Penguins Fishing

P-p-p-poor penguins. It turns out that they are unable not only to fly but also to taste very much either. And they certainly wouldn’t be able to enjoy their eponymous chocolate biscuits

New research suggests that penguins don’t have three of the five basic tastes and for them food comes in only two flavours: salty and sour.

The team of scientists from the University of Michigan who made the discovery admits they are puzzled by the findings, which were published in Current Biology.

Most birds can’t taste sweet foods, although there are a few notable exceptions such as hummingbirds, but they can detect bitter and umami flavours.

Penguins, however, can’t enjoy or even detect the savoury taste of fish, squid and crustaceans that make up the bulk of their diet.

Jianzhi "George" Zhang a professor in the Department of Ecology and Evolutionary Biology who led the study said, “These findings are surprising and puzzling, and we do not have a good explanation for them. But we have a few ideas."

It was Zhang's colleagues at the Beijing Genomics Institute who prompted him to make the discovery after they realized they were unable to find some of the taste genes in the newly sequenced genomes of Adelie and emperor penguins.

Natural language region descriptions:
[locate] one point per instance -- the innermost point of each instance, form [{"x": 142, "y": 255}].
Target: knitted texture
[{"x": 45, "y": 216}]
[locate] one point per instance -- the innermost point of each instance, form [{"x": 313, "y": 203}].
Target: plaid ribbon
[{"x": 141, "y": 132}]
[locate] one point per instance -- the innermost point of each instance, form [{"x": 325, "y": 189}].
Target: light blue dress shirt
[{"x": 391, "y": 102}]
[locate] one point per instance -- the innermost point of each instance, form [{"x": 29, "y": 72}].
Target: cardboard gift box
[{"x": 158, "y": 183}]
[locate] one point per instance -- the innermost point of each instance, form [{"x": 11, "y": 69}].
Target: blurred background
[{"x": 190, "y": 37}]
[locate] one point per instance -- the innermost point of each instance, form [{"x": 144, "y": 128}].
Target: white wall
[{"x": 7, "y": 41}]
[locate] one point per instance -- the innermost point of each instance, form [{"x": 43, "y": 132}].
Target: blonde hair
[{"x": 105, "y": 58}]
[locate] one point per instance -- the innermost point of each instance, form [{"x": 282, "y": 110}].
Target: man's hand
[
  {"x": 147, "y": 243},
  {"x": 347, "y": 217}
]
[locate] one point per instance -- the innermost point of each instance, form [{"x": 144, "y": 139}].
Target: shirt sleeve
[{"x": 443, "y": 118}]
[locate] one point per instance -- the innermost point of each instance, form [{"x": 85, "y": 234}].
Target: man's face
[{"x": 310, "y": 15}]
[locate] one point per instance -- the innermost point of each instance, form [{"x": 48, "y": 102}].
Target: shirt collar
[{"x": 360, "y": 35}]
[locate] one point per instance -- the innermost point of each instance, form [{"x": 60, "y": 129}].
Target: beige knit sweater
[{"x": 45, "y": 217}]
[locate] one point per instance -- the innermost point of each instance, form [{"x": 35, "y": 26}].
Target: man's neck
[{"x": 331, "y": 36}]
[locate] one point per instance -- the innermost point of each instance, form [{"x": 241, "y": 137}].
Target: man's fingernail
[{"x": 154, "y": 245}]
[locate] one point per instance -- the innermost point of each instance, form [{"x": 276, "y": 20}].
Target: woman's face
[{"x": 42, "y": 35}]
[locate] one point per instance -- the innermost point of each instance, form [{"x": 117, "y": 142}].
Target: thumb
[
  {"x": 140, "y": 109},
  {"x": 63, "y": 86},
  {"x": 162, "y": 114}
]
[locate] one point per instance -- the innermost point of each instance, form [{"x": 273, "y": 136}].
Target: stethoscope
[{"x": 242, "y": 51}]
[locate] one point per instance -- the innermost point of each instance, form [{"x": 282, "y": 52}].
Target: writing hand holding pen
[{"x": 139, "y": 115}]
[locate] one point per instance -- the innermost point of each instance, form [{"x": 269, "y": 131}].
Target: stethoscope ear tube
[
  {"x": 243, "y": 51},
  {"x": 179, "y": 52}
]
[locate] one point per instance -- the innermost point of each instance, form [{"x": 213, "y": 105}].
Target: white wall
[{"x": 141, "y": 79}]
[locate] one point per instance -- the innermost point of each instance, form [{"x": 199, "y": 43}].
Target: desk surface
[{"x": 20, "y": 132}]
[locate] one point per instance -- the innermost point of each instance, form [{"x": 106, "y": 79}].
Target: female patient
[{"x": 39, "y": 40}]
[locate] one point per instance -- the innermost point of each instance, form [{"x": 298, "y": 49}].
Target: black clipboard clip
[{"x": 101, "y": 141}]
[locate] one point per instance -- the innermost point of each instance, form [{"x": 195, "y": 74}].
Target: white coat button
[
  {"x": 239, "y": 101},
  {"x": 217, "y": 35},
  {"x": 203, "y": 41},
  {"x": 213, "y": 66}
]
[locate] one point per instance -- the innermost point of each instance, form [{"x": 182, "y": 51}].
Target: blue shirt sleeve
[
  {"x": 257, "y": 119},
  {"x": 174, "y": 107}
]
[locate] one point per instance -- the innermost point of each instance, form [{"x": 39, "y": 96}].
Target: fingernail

> **Work order 1**:
In the penguin article, what led Zhang to make the discovery? Answer in one to three sentences.
> **Work order 2**:
According to the penguin article, which two tastes are penguins left with?
> **Work order 3**:
Reproduce the penguin article word for word from "P-p-p-poor penguins. It" to "and umami flavours.".

> **Problem solution 1**:
His colleagues at the Beijing Genomics Institute prompted it. They realized they could not find some of the taste genes in the newly sequenced genomes of Adelie and emperor penguins.

> **Problem solution 2**:
Salty and sour.

> **Problem solution 3**:
P-p-p-poor penguins. It turns out that they are unable not only to fly but also to taste very much either. And they certainly wouldn’t be able to enjoy their eponymous chocolate biscuits

New research suggests that penguins don’t have three of the five basic tastes and for them food comes in only two flavours: salty and sour.

The team of scientists from the University of Michigan who made the discovery admits they are puzzled by the findings, which were published in Current Biology.

Most birds can’t taste sweet foods, although there are a few notable exceptions such as hummingbirds, but they can detect bitter and umami flavours.